■ Task:
Every line below that has "trace" in it should be copied.

::: Records for this task

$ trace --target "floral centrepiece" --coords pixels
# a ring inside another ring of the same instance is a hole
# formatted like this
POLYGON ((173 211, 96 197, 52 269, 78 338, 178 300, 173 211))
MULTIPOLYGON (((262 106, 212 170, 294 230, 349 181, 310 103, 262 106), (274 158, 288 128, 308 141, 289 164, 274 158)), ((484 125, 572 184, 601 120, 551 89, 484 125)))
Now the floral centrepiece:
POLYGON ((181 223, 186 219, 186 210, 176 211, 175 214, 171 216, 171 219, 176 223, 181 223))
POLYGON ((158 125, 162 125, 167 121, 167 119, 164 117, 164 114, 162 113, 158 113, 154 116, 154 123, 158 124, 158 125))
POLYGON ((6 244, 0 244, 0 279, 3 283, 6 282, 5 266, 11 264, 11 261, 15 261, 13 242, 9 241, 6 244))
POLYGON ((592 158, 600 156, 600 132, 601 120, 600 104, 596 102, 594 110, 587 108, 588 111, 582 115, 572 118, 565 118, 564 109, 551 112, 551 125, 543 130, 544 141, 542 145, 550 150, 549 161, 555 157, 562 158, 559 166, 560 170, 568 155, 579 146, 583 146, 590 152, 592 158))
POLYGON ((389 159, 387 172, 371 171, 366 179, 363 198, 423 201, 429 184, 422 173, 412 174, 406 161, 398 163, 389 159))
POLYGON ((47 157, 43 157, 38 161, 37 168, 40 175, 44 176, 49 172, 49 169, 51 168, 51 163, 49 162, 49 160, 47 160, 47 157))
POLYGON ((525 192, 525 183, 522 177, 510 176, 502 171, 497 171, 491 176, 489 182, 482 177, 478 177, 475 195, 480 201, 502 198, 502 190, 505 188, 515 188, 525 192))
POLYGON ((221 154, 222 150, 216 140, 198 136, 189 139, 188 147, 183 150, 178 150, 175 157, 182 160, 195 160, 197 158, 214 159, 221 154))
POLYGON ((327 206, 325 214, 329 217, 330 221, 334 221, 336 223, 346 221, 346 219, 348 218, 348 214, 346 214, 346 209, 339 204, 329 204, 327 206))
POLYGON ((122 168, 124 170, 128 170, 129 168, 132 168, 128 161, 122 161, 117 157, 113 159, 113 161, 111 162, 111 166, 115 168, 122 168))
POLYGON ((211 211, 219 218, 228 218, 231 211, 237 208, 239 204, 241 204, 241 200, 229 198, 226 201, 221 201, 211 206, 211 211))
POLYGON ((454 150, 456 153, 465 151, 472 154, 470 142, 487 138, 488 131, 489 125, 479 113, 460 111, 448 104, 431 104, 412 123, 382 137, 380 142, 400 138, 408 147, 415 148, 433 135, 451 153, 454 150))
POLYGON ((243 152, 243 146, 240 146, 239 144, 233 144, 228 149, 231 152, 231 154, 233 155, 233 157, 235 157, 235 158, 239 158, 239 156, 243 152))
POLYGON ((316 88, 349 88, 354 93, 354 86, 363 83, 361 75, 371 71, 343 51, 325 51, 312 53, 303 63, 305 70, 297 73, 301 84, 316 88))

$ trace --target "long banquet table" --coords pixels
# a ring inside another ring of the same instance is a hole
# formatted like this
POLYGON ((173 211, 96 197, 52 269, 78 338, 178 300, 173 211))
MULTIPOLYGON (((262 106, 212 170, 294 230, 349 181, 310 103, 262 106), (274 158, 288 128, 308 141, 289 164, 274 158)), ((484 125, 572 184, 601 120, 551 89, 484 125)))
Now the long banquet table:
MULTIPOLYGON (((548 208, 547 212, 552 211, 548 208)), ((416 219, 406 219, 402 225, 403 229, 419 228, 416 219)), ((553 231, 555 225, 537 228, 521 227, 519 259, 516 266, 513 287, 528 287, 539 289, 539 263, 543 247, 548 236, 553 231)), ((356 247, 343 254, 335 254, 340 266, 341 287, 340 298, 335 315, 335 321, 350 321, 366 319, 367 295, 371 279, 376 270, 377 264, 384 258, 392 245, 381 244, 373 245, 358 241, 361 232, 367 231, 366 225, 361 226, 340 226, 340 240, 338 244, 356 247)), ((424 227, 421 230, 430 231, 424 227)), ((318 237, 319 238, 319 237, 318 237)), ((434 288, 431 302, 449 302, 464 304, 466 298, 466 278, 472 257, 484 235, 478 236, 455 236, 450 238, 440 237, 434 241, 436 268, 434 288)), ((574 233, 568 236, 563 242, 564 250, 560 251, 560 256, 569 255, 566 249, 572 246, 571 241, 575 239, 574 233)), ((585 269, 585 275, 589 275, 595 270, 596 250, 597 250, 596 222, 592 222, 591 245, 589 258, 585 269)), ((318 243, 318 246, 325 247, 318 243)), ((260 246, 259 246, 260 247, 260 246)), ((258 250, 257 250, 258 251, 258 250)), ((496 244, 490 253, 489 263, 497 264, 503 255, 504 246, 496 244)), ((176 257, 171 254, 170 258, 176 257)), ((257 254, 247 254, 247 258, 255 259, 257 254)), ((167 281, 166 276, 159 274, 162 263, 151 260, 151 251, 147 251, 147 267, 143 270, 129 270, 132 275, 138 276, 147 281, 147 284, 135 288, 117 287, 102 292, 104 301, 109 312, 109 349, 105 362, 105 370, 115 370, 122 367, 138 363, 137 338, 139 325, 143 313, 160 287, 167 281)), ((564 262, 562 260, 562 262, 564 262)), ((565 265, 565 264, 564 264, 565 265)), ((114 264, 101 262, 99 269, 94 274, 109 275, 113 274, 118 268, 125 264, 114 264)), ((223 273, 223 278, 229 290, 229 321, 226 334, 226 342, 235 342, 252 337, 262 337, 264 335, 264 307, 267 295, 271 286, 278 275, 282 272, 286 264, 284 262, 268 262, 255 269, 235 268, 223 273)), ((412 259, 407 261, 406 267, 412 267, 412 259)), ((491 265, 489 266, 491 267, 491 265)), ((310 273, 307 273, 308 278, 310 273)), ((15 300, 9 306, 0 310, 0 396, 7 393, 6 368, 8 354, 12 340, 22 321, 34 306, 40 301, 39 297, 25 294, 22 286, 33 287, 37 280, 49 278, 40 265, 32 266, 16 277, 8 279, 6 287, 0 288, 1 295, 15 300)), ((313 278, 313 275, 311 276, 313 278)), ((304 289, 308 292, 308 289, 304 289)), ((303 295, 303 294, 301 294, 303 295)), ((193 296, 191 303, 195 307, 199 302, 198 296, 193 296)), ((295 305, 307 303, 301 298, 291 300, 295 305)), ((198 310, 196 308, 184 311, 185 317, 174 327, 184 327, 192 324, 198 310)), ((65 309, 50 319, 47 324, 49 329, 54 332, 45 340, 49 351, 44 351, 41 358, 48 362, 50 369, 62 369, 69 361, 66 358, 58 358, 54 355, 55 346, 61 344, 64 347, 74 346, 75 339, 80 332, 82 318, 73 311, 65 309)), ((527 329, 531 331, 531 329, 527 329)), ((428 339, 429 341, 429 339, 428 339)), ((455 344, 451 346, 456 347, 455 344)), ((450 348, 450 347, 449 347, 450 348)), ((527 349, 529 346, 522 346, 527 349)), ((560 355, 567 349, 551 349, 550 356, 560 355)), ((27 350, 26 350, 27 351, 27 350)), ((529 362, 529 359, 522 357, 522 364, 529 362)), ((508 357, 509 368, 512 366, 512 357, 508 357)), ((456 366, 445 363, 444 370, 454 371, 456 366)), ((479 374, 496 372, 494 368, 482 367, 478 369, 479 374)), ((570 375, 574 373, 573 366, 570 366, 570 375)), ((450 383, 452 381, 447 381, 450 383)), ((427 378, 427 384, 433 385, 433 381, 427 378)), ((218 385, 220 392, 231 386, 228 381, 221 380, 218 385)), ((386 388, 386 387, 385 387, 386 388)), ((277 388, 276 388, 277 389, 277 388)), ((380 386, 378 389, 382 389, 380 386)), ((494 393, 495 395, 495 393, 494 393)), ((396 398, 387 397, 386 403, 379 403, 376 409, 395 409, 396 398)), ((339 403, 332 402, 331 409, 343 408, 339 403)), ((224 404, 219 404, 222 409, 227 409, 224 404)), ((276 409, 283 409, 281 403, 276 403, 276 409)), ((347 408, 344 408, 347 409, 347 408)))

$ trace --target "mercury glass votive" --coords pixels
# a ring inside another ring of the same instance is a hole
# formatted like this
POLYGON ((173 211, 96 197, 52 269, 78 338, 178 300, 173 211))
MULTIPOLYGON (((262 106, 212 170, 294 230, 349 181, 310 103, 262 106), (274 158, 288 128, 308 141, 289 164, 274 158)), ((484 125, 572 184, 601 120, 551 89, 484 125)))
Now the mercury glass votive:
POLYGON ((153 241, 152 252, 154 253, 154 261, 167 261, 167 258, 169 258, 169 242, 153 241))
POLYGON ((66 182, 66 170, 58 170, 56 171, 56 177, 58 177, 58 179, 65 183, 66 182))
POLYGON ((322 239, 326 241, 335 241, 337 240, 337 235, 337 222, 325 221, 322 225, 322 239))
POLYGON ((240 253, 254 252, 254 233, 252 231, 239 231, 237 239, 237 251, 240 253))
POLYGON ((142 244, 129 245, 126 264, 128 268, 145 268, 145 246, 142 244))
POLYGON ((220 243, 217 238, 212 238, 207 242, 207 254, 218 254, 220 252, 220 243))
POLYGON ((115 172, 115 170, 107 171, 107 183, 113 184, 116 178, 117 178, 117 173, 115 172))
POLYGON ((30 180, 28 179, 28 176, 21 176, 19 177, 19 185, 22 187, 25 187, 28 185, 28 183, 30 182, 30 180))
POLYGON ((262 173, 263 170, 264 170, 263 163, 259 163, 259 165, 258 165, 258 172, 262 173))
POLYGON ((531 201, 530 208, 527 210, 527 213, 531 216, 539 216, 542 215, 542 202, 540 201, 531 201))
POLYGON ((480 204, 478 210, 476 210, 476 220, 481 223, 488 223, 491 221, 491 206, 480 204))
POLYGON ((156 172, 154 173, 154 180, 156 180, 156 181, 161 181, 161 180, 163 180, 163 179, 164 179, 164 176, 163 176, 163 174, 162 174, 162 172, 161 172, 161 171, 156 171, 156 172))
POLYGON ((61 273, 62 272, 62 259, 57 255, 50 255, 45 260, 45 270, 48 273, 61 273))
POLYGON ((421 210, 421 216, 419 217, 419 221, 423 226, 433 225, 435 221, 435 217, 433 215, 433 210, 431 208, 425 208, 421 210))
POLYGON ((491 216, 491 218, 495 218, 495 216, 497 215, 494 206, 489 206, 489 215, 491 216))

::::::

■ Solution to the exercise:
$ trace --target "floral centrepiece" --coords pixels
$ trace --target "long banquet table" --coords pixels
$ trace --target "mercury glass votive" --coords pixels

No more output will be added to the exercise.